Work item: A single number is required: how many lines in the data below contain "white".

Study material:

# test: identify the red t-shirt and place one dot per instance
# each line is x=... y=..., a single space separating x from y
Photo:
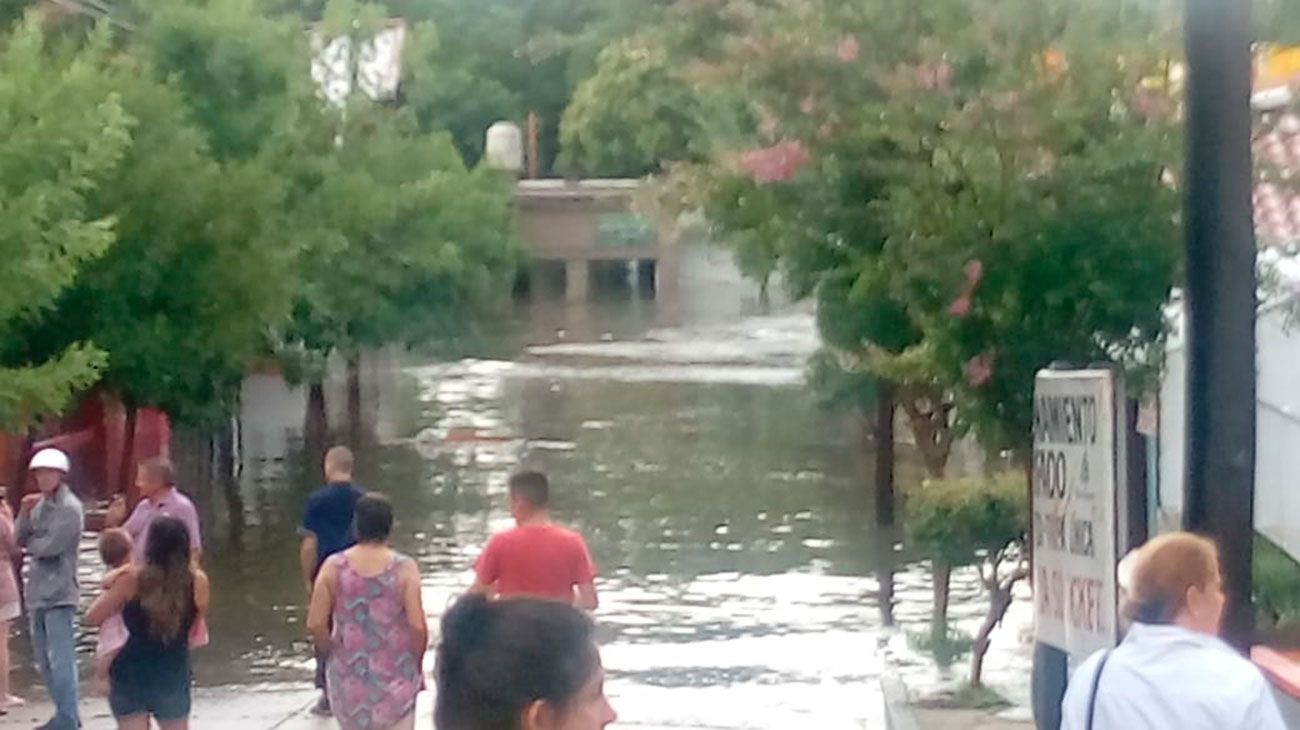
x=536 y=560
--
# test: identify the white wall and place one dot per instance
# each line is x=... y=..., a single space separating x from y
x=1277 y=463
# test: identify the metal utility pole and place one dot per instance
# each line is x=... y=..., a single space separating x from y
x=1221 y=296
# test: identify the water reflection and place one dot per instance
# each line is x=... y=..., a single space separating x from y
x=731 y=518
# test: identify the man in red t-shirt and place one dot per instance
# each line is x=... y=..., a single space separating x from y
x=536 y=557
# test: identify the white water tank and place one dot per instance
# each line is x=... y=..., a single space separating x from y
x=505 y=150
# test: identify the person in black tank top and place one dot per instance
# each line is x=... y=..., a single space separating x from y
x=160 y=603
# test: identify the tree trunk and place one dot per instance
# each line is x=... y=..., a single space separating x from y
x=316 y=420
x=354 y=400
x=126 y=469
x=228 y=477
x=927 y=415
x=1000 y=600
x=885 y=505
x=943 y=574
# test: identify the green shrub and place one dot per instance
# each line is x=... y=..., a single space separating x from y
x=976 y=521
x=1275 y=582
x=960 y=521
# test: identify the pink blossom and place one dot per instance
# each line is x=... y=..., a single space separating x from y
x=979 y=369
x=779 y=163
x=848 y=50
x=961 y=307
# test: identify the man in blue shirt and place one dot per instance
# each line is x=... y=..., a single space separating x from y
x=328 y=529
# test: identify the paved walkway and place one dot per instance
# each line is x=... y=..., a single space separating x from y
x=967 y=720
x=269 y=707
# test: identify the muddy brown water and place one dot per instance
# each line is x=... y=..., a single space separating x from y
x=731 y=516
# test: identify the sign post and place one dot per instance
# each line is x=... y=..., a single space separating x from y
==
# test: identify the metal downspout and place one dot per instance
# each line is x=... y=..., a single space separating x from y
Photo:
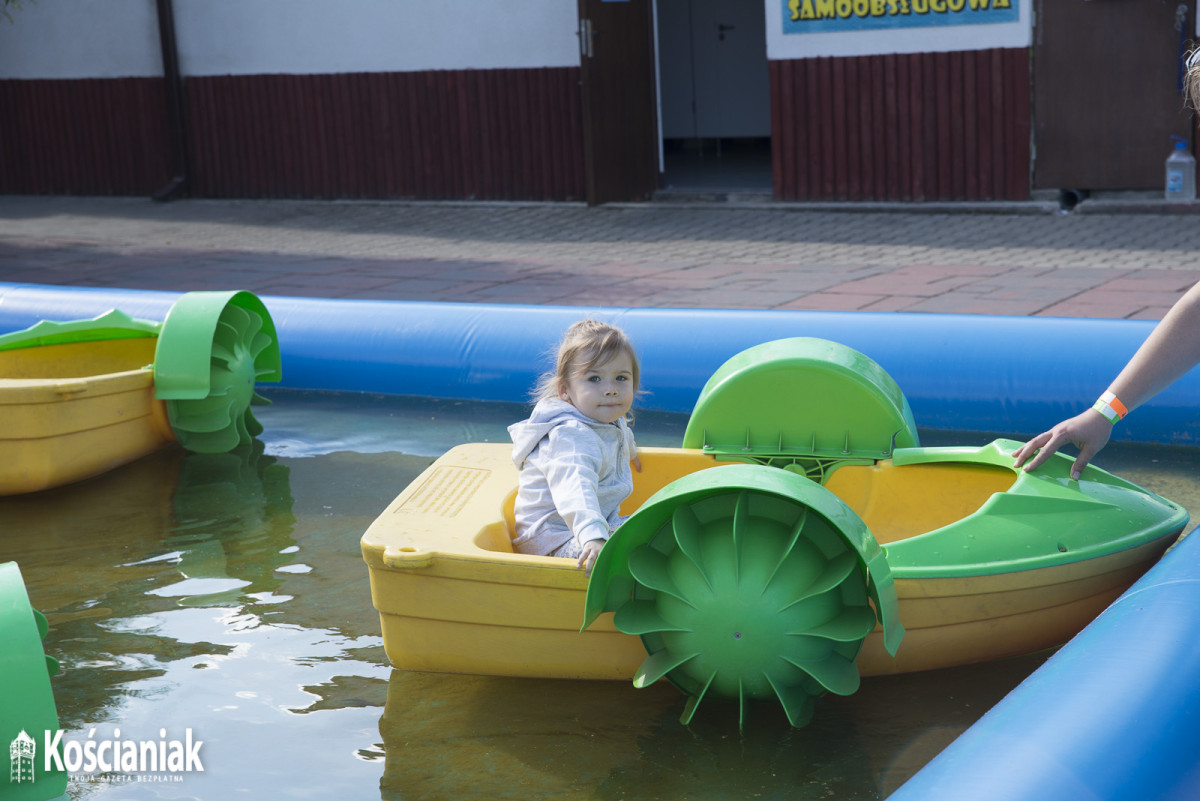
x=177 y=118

Reply: 2